→ WHAT NEEDS TO BE DONE
Everything from the line containing "the silhouetted bush." to the close of the listing below should be retyped exactly, and nothing before it.

→ DATA FOR THIS TASK

──────

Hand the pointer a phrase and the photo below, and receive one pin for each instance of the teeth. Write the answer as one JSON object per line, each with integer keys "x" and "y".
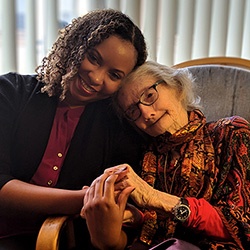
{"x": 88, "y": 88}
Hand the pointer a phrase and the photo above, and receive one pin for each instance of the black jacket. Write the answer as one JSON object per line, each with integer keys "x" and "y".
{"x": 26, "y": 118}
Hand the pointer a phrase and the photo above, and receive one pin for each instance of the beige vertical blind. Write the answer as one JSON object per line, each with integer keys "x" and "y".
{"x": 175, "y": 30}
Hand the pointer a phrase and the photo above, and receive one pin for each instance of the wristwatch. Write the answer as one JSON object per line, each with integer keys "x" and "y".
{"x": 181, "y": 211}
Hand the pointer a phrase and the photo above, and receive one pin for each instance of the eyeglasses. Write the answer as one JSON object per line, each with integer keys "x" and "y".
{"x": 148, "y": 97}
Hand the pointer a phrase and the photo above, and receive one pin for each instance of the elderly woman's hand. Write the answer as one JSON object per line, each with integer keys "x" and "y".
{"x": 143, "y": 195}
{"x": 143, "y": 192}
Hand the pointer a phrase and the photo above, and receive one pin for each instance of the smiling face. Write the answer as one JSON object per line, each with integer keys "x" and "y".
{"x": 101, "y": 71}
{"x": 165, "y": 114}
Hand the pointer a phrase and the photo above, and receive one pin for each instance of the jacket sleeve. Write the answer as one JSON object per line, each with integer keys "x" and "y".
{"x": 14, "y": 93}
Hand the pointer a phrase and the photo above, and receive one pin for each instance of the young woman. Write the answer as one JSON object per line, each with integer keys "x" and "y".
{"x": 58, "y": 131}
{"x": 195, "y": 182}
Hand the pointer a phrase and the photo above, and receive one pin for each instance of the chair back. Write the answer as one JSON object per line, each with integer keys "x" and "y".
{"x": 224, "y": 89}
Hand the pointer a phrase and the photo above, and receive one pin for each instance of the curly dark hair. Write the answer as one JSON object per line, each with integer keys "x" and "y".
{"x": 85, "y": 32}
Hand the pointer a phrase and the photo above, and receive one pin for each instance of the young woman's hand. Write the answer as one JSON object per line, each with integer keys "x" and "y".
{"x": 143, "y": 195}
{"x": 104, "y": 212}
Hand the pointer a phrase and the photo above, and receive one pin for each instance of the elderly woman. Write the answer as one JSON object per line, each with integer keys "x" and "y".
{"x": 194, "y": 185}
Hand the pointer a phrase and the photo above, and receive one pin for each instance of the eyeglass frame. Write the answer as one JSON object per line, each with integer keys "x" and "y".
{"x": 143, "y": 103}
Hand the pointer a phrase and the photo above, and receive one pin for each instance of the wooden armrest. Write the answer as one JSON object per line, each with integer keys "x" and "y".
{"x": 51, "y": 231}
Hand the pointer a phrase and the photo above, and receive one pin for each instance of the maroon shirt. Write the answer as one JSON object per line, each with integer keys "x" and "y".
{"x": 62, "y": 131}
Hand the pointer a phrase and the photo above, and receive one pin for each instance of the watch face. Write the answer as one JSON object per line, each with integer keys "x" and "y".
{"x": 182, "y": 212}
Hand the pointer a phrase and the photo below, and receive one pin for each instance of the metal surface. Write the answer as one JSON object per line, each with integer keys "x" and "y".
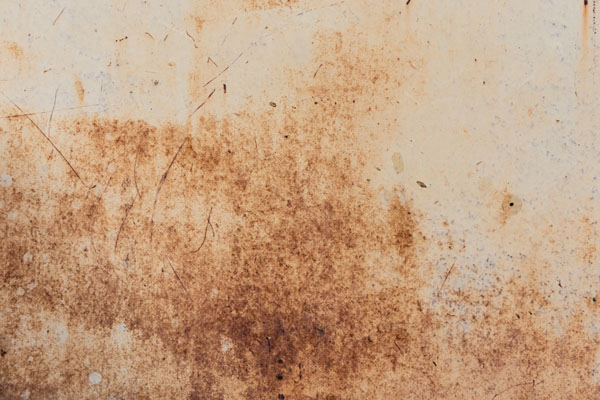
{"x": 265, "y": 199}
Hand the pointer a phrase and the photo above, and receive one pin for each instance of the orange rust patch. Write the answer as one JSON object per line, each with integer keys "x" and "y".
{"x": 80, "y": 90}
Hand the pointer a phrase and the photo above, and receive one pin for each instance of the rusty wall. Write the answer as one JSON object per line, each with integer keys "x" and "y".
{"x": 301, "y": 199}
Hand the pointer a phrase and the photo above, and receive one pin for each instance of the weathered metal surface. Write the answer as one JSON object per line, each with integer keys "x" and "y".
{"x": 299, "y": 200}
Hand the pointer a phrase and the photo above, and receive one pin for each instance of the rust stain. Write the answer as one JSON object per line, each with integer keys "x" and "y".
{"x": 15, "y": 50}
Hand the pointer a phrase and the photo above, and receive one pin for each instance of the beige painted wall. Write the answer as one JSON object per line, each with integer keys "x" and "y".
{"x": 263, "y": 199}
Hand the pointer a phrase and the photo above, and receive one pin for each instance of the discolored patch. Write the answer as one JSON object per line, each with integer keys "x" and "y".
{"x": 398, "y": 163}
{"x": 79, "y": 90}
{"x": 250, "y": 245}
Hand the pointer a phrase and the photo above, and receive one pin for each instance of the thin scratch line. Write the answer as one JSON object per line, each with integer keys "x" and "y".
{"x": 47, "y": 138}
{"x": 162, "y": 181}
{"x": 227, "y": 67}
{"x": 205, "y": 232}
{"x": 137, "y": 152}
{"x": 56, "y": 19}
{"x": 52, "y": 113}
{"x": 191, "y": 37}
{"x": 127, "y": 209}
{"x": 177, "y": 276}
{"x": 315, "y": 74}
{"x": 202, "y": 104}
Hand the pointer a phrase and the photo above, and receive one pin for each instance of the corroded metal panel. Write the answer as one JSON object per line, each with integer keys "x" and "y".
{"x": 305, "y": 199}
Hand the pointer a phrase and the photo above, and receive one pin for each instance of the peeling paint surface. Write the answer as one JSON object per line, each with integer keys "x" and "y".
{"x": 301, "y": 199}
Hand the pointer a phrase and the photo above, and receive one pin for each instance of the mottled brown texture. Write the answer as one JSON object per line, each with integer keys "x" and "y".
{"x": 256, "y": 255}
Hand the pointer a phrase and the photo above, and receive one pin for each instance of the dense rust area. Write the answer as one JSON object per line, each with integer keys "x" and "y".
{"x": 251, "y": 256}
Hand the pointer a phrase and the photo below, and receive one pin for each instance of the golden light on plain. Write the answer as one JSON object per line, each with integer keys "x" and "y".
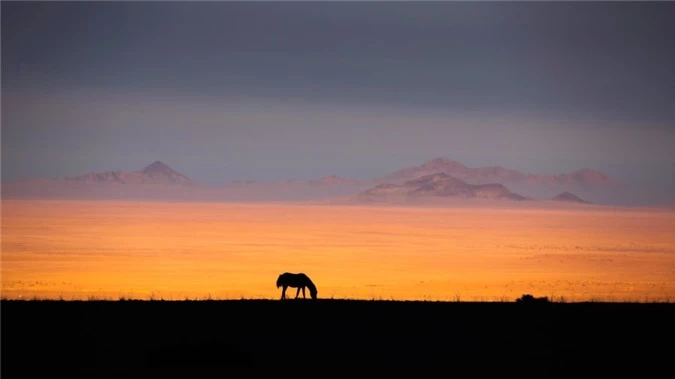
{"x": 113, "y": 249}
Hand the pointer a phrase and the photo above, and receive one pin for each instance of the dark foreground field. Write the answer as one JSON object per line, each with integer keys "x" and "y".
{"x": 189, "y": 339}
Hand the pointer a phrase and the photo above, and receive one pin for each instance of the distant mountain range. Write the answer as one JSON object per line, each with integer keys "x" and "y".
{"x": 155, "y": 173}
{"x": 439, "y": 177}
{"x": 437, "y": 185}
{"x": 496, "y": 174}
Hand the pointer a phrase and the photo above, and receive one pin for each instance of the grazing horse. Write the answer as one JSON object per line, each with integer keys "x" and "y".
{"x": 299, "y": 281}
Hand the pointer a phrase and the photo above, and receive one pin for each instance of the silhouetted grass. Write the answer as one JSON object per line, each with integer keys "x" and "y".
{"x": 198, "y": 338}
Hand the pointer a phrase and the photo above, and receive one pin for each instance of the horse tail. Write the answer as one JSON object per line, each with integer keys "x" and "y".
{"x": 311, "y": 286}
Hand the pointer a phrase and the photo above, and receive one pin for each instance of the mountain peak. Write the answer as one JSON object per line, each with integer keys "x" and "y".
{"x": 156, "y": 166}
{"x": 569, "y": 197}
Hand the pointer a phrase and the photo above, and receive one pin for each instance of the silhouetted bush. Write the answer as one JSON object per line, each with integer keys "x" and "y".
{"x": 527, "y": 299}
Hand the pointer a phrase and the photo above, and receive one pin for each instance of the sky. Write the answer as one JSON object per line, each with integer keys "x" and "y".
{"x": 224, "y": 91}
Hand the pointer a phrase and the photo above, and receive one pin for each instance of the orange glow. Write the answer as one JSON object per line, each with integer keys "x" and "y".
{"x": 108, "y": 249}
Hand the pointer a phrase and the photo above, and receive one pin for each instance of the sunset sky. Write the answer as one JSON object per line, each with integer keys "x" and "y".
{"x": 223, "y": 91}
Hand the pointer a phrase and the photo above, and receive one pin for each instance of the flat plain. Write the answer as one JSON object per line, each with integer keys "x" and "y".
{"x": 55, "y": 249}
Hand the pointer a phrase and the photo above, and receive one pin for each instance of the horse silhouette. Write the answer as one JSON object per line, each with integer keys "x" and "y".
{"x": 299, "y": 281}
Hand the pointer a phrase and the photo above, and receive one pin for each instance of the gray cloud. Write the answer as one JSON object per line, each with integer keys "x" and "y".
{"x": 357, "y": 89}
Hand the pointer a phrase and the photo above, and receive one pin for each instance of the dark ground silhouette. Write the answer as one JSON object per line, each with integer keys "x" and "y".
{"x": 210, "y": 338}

──────

→ ANSWER BOX
Hand the pointer a phrase and the photo above, and receive one pin for each instance of the silhouetted bush. Write the answer as one JSON object per line, each with integer keys "x" and "y".
{"x": 527, "y": 299}
Hand the pointer a phrase and the photo above, and receive one pin for each instance of the sky. Write the answer as one JSON object per line, each with integer keys "x" and "y".
{"x": 224, "y": 91}
Hand the pointer a phrase and the photo above, and receive one pin for each instance of the orange glow. Write the answer as one JSON object per line, each with integer keys "x" and "y".
{"x": 108, "y": 249}
Hand the pointer a phrase and the photo above, and receive one pin for each instance of the sunset sky. Write the answer as one JSON object per line, each with integer keys "x" and "y".
{"x": 223, "y": 91}
Hand the pointer a phrase and the photo above, and receive one pin for each instance of the flat plain. Write the answer as one JSON object per line, each with integer keys "x" and "y".
{"x": 55, "y": 249}
Hand the pointer a phrase and the photo above, and receive one pin for each instance of the horse silhouette. Write the answer as one JSON object per line, each with integer keys "x" and "y".
{"x": 299, "y": 281}
Hand the pointer a phrase and the photo above, and receive one pin for each instance of the gray cloud. Write the answer as one JSON object per line, each with integer keys "x" and "y".
{"x": 357, "y": 89}
Hand the pointer a phrase and the photo above, and receive one pin for each instance of the dark ground silhouette. Write the answer as one JSON object per line, each with integer keys "x" and "y".
{"x": 210, "y": 338}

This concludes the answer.